**TEXT PASSAGE**
= Beginning of Section =

Tuesday, June 04, 2013


Quite an interesting event today.  I felt like a UN delegate, experiencing the event wearing headphones for simultaneous translation: all the talks except the two invited guests (myself and Howard Lurie of EdX) were in Chinese.  Most interesting of all was a panel discussion in the late afternoon: myself plus 3 Chinese-speaking panelists!  The moderator asked questions of them in Chinese and of me in English, with everyone wearing simultaneous-translation headsets.  The translators did a remarkable job. (I can't tell if their translations were correct, but they made sense.)
With Howard Lurie of EdX in front of the main (Stalinist-inspired) building of Tsinghua U.  The rest of the campus and most of the other buildings are much more attractive.

All the speakers except Howard and me spoke in Chinese, as you'd expect
I noticed during the panel that there is a skill associated with giving a distilled and somewhat concise answer to a question, versus rambling on and on and getting farther and farther off topic with no apparent topical destination or time limit.  I would say I have developed this skill to a much greater degree than my co-panelists, all of whom were fairly high-ranking academics at various Chinese universities.

= End of Section =

**DATASET RECORDS**
= Beginning of Section =

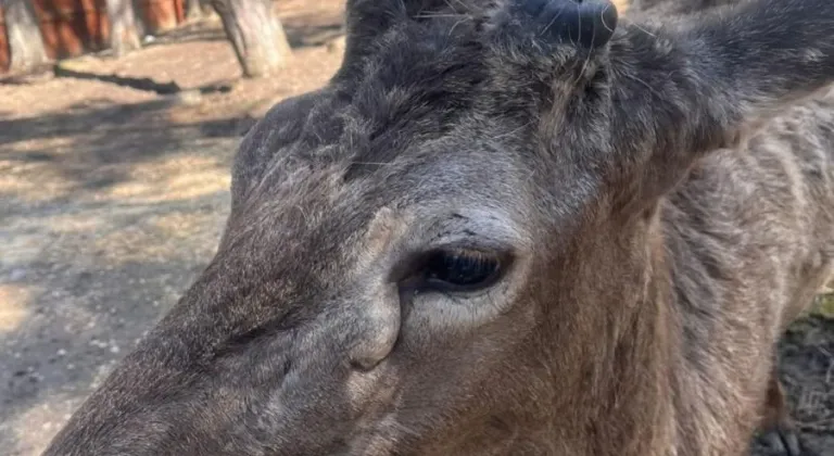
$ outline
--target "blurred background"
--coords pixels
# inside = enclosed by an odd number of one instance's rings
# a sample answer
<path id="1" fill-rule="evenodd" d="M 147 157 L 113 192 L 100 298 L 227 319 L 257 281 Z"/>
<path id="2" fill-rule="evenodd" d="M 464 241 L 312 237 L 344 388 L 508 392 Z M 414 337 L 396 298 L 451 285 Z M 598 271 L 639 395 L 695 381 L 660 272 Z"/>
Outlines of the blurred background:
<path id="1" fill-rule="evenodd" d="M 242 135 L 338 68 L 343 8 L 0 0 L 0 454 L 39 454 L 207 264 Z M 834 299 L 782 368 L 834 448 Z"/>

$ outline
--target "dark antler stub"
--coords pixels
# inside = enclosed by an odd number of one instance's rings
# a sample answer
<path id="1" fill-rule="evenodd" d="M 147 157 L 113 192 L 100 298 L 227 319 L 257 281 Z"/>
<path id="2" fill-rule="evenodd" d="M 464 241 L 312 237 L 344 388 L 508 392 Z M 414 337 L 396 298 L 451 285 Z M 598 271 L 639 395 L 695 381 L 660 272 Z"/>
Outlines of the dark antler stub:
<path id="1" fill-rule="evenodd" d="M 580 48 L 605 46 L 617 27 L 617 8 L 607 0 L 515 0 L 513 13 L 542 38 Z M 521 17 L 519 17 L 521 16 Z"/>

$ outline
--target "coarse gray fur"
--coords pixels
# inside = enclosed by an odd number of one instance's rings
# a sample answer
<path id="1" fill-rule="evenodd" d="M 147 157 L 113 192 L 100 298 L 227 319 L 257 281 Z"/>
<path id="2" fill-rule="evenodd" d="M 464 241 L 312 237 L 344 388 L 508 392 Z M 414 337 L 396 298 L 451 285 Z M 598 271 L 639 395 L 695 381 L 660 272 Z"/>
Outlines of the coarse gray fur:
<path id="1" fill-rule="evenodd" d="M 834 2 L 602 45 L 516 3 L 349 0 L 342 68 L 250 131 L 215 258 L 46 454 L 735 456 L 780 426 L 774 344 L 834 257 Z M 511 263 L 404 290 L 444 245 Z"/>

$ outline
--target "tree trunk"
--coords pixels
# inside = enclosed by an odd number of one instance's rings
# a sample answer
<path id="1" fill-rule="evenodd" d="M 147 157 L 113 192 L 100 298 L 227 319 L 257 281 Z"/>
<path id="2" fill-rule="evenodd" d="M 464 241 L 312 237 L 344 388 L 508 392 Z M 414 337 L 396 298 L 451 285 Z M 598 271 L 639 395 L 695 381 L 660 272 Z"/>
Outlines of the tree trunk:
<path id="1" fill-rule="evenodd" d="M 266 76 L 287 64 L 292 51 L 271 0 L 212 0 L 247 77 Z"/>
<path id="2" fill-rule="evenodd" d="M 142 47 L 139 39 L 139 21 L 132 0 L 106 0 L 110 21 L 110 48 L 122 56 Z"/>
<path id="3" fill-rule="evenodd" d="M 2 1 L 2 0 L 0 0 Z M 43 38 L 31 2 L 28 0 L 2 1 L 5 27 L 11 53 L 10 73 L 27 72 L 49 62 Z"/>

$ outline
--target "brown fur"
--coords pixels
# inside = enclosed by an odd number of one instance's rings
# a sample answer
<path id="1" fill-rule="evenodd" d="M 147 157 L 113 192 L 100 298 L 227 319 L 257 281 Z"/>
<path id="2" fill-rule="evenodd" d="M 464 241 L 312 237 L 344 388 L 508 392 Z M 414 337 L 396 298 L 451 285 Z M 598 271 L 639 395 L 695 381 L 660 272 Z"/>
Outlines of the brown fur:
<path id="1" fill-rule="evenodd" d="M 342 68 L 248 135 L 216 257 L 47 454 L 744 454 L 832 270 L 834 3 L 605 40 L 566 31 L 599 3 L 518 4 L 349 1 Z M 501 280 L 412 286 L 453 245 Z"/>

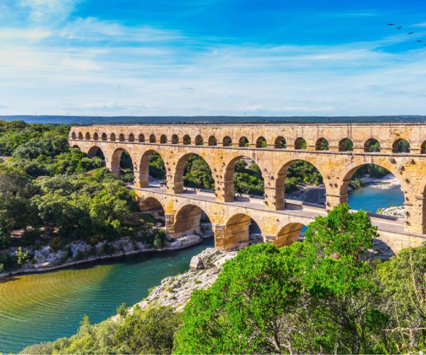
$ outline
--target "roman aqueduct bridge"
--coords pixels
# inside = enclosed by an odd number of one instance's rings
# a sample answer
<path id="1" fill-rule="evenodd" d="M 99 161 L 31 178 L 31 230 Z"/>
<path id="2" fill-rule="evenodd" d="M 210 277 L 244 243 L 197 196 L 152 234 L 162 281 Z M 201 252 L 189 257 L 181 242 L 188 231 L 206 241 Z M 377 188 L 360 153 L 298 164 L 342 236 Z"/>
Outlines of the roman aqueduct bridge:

= End of Section =

**ABOUT THIS EXERCISE**
From the post about the Tsinghua event, echo word for word the part that opens with the words containing "With Howard Lurie" and closes with "much more attractive.".

**RESULT OF THE EXERCISE**
With Howard Lurie of EdX in front of the main (Stalinist-inspired) building of Tsinghua U.  The rest of the campus and most of the other buildings are much more attractive.